# AIM
Set down exactly the lines that run from the line with "Could you provide the mask of every instance of the man" to the end of the data, and nothing else.

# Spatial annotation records
——————
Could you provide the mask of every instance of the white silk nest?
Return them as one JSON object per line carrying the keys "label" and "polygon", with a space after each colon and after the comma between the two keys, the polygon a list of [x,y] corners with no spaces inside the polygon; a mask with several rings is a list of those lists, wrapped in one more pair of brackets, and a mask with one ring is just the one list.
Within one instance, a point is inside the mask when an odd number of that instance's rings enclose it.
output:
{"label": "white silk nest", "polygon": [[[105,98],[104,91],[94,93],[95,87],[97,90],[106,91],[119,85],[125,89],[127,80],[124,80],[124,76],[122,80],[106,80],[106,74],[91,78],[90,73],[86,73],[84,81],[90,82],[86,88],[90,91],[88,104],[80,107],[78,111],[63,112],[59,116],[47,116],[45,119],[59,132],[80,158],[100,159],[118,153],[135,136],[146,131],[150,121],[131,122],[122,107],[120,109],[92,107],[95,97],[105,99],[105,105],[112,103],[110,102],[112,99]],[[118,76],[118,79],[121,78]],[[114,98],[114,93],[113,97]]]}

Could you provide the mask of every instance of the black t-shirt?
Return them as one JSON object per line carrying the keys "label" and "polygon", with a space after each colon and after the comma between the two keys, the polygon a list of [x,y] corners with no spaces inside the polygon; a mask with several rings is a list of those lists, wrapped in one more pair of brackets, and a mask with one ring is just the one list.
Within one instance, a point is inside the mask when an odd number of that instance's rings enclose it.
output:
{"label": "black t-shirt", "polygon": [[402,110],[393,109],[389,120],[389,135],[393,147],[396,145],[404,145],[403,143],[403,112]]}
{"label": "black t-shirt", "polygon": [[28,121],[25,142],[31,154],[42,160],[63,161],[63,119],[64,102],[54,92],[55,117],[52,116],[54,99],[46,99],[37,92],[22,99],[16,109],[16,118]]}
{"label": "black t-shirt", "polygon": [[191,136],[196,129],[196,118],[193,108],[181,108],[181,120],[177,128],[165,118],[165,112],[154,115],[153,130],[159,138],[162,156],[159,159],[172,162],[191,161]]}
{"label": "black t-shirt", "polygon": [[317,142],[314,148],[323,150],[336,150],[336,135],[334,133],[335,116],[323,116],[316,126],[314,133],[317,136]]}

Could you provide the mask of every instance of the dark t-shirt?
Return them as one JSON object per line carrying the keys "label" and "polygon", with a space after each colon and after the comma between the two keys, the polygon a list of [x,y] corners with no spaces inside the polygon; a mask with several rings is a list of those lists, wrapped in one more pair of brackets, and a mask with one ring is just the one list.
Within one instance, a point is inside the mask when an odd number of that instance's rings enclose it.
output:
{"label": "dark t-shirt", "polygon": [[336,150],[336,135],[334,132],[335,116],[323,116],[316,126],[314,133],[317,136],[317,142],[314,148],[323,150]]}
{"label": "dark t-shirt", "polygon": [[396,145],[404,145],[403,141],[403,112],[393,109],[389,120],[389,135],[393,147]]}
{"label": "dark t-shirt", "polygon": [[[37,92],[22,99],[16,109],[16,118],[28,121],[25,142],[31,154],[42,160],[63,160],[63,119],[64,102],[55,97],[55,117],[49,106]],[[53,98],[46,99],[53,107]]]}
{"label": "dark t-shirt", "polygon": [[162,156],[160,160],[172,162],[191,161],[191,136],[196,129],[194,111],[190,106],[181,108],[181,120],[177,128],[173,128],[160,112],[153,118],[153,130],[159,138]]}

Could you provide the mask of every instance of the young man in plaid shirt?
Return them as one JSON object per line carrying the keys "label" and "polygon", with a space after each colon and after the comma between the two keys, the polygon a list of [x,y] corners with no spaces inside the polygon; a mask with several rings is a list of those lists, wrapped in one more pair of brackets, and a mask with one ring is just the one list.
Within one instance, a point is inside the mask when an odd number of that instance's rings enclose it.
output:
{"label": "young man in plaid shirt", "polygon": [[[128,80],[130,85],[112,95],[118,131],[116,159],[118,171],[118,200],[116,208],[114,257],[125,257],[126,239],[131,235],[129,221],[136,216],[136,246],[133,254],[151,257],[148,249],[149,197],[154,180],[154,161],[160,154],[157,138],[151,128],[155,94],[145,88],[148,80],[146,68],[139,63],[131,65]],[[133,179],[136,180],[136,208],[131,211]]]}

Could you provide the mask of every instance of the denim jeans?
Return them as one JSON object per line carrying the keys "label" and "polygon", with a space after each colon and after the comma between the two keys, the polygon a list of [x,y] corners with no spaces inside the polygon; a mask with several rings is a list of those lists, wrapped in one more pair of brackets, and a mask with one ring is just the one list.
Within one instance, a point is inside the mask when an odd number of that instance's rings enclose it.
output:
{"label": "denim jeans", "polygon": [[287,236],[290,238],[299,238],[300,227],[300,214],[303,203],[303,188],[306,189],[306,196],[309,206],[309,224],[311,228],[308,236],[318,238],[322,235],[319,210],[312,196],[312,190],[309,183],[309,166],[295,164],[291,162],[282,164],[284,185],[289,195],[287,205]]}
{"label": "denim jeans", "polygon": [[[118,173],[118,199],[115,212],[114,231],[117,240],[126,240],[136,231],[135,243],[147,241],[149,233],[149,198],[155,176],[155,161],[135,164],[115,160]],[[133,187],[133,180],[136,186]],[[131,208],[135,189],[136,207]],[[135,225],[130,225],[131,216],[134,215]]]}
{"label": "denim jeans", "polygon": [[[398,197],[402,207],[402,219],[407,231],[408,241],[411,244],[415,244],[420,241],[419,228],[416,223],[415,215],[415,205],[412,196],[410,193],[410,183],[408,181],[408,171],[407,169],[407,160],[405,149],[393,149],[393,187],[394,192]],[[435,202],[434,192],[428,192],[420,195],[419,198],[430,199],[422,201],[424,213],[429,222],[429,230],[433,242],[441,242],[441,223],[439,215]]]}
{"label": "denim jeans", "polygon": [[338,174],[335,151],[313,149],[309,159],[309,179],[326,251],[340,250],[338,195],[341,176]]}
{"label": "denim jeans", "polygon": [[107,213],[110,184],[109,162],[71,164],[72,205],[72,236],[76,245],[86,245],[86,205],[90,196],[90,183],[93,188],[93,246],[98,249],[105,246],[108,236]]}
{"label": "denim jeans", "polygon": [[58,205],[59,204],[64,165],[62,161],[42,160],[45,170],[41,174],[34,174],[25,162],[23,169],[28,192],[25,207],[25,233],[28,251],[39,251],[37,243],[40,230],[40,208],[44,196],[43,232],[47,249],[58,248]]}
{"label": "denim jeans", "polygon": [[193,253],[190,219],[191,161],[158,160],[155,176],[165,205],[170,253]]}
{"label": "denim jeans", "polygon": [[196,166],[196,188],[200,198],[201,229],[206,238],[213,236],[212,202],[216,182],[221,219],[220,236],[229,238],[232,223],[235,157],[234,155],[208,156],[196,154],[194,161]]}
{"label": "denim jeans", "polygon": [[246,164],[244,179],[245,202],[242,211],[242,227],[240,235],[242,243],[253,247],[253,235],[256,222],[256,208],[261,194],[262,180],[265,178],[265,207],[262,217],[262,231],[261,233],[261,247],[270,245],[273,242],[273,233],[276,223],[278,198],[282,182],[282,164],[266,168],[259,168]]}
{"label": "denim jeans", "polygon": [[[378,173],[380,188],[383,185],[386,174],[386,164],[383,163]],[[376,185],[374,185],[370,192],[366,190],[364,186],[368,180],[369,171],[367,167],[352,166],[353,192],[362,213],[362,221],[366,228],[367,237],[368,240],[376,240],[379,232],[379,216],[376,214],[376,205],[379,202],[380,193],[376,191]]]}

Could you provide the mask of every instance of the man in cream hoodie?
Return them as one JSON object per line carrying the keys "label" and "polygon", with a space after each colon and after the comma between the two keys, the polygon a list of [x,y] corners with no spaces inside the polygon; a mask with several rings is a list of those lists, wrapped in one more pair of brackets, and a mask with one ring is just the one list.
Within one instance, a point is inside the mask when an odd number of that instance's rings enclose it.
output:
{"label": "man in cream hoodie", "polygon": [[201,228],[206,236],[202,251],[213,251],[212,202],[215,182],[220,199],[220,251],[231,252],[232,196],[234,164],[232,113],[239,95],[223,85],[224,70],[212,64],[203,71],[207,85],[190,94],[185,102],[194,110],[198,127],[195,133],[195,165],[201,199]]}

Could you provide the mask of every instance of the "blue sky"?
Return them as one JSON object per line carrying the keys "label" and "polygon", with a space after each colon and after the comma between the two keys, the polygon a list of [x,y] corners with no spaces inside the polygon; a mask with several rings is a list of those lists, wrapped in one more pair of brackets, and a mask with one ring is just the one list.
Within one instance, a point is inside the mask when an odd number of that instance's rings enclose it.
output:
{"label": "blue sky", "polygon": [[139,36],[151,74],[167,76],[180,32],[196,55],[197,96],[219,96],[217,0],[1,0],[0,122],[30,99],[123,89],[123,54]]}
——————
# COMPLETE OUTPUT
Could you provide the mask of every instance of the man in cream hoodie?
Return them as one JSON object per line carrying the keys "label" and "polygon", with a space after each colon and after the comma between the two keys, the polygon a list of [x,y] corners with no spaces inside the polygon; a mask with several rings is a list of those lists, wrapped in one more pair of brackets, and a mask with one ring is just the one list.
Within one instance, a point is inside the mask when an odd number of that instance's rings enclose it.
output:
{"label": "man in cream hoodie", "polygon": [[201,228],[206,236],[202,251],[213,251],[212,202],[215,182],[220,199],[220,251],[231,252],[232,196],[234,164],[232,113],[239,95],[223,85],[224,70],[212,64],[203,71],[207,85],[190,94],[185,102],[194,110],[198,127],[195,133],[195,165],[201,199]]}

Could you provide the mask of every instance of the "blue sky"?
Return them as one JSON object per line carrying the keys "label" and "polygon", with a space after each colon and after the comma between the two keys, the polygon a list of [x,y] corners with no spaces inside the polygon; a mask with several rings is a list of those lists, wrapped in one more pair of brackets, and a mask with one ring is just the one list.
Within one instance, a point is inside the mask when an odd number of that instance's rings enclose it.
output:
{"label": "blue sky", "polygon": [[139,36],[151,74],[167,76],[180,32],[196,55],[197,96],[219,96],[217,0],[1,0],[0,122],[30,99],[123,89],[123,54]]}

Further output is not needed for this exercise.